* [DIRECTIONS]:
(A) In the memoir below, what did the writer steal from the priest?
(B) Extract, word for word, the part of the memoir below that opens with the words containing "Being that afraid" and closes with "age—it just is.".

*** READING PASSAGE Section Begins ***

Being that afraid at that young of an age (The Beginning of Fear – Oct. 9, 2012) set me up for the next traumatic incident in my life. It happened when I was age twelve, at least that is the age that has stuck in my mind. I don’t have a specific event tied to that age—it just is.
I was an altar boy and attending a parochial school. Somehow I became the altar boy for a priest who was the chaplain at our only hospital for the Sisters of Mercy. I only have one memory, for which I am very grateful, that has leaked through into my consciousness. I remember being in bed with this priest. I have no memory of how I was persuaded or forced to be there. I usually felt guilty when the thought surfaced, as if I wanted to be there. When I was fifty-six years old and in a conversation with a psychiatrist about this memory, he said, “You are a survivor. You were a victim, but now you are a survivor. I can’t say that your coping methods are text-book, but they have worked for you without drugs. You do have a chronic low-grade depression.” I replied, “No one ever told me I was a victim.” He said, “Any time a twelve-year-old is involved in a sexual relationship with a fifty year old man, it isn’t the twelve-year old’s idea.” This resonated with me and gave me some kind of peace.
I say I only have one memory—this is true of any sexual encounter, but I do remember exactly what he looked like, smelled like, what cigarettes he smoked, what beer he drank, what car he drove, what house he lived in and a fair memory of what the inside of the house looked like. I also have a vague awareness that there was another altar boy present in the bedroom during the incident. This has always been a mystery to me.
I have learned there are two types of sexual abuse victims—those who remember every detail and suppress the emotions and those who don’t remember, but experience the emotions. I am the latter.
I remember I stole a gold wristwatch from him. He confronted me about it and when I lied to him, he put me in his car, drove me to the police station and told me to give it back to him or he would take me inside and have me arrested. I was intimidated enough that I gave it to him. I often wonder why I didn’t threaten to expose him. Probably because I was taught that, the priest was God’s representative on earth. I did wonder how he could forgive the nuns sins when he was doing bad things to me. I became a liar and a thief after that. Authority meant nothing to me regardless of the source. Later, in counseling with a psychiatrist, I was told I probably stole things from people who hurt me. As an altar boy, I stole money from the offerings at every mass. I drank the wine that was left in the cruets—as I type this, there is the hint of a memory that I drank wine before, possibly at the priest’s house.
Whenever I served as his altar boy, we would have breakfast served by a nun in a private room. I suppose this was some kind of a reward to make me feel special. I don’t know if it worked or not. Maybe my remembering it indicates it did.
You may be wondering why I didn’t tell my parents about the molestation. I can’t answer this question other than I don’t believe my dad was emotionally available, he was an alcoholic, and my relationship with my mother was not strong. I confronted my mother when I was in my forties. She said she had no idea, but she did say they found out about the priest and “got rid of him.” I suppose that meant they shipped him off to another parish to do it to some other kids. I asked her how she could not be suspicious when I stayed at his house the nights before I was his altar boy at the early mass. I don’t think she answered me.
I became very promiscuous because I was afraid I was a homosexual and I spent several years trying to prove to myself that I wasn’t. I later understood he was a pedophile and that I was normal—at least in that respect. He robbed me of my innocence, trust, self-esteem, self-worth and the ability to have healthy relationships with girls or boys.
Change something today to make your tomorrow better.

*** READING PASSAGE Section Ends ***
*** INFORMATION PROVIDED Section Begins ***

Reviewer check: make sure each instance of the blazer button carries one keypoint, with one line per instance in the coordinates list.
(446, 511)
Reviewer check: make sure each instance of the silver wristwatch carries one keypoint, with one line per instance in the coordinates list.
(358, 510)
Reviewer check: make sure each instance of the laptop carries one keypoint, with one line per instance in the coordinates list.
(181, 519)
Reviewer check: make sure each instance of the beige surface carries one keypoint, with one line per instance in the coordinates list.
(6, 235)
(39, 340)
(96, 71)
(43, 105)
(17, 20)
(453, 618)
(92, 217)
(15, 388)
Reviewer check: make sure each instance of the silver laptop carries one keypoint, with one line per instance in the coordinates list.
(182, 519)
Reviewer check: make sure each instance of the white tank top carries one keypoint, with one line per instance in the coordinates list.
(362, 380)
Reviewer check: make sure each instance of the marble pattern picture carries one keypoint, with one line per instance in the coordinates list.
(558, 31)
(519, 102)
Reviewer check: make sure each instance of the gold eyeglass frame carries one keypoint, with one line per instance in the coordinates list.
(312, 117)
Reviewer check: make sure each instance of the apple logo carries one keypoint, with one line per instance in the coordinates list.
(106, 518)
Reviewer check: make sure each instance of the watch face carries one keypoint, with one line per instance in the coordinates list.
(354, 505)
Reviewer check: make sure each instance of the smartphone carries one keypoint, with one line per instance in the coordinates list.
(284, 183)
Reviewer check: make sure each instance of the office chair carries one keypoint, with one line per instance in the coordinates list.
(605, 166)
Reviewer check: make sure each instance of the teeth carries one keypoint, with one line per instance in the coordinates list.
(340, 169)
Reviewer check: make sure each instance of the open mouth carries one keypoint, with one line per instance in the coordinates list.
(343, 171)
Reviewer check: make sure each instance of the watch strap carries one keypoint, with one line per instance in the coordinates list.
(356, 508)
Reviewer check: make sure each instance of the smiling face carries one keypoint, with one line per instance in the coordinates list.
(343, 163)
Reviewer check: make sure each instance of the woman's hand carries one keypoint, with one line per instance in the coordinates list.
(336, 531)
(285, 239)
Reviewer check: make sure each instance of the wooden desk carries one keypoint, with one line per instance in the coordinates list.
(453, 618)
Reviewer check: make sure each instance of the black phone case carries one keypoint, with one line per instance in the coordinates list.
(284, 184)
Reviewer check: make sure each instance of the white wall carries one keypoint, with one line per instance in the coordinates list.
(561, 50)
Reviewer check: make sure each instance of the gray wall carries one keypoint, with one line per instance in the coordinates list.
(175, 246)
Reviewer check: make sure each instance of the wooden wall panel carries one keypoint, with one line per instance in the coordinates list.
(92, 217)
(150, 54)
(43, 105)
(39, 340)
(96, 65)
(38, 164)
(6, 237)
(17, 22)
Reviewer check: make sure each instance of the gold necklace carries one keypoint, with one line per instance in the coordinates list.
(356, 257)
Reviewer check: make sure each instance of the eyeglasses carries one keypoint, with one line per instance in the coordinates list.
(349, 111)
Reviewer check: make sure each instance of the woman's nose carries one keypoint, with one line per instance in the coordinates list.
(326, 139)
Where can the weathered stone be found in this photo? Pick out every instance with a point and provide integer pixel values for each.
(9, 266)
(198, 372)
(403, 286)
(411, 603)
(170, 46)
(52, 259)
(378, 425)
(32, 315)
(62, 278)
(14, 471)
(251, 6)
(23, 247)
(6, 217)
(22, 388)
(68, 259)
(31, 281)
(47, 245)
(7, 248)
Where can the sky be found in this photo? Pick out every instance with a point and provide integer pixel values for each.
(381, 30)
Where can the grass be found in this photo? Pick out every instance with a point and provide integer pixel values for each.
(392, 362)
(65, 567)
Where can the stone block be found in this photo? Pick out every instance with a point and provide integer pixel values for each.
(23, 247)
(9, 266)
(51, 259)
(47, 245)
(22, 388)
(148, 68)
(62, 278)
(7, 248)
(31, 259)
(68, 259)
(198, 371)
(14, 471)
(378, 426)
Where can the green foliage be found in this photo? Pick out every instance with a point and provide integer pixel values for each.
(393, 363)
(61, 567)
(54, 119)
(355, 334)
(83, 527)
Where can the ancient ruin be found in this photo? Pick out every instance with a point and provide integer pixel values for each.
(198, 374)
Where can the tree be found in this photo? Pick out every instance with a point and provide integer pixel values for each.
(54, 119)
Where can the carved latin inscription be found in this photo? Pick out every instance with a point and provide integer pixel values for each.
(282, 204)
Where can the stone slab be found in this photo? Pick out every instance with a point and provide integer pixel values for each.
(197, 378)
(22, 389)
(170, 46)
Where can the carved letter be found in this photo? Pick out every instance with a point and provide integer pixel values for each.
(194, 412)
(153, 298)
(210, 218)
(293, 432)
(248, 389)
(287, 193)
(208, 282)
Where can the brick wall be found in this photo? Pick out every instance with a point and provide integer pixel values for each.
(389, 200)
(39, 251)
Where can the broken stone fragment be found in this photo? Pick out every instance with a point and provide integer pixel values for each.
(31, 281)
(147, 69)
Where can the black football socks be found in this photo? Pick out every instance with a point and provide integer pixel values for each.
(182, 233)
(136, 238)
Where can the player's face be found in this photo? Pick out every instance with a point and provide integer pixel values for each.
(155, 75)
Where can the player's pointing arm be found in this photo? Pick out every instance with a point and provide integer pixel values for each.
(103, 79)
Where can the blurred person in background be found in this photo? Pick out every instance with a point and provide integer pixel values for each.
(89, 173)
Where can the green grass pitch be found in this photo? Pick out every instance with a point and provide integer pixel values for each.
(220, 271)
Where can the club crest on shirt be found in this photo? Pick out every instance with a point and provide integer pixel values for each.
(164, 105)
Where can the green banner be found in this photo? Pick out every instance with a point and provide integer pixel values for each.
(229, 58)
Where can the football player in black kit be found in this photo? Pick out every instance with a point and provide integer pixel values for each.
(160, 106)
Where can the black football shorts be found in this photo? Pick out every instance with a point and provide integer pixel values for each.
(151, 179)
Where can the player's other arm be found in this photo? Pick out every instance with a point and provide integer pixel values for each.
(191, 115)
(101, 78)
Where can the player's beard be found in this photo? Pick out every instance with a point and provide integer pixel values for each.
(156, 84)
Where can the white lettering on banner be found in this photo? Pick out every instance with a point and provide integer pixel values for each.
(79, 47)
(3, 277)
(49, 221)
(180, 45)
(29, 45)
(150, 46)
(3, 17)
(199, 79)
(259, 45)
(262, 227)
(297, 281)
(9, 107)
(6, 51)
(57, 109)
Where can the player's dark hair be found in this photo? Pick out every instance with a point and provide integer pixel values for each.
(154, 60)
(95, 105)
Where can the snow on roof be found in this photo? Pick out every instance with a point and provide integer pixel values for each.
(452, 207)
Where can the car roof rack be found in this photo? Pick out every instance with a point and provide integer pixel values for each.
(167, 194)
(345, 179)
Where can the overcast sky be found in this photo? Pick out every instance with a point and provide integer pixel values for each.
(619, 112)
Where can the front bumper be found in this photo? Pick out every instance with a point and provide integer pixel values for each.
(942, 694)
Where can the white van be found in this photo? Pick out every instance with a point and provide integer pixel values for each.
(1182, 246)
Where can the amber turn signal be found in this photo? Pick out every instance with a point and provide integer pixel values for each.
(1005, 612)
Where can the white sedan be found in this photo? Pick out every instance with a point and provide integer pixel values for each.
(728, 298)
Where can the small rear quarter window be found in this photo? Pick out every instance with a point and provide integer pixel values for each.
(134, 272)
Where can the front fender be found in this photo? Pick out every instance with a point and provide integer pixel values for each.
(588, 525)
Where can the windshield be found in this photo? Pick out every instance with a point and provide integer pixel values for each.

*** INFORMATION PROVIDED Section Ends ***

* [SOLVED TASKS]:
(A) A gold wristwatch.

(B)
Being that afraid at that young of an age (The Beginning of Fear – Oct. 9, 2012) set me up for the next traumatic incident in my life. It happened when I was age twelve, at least that is the age that has stuck in my mind. I don’t have a specific event tied to that age—it just is.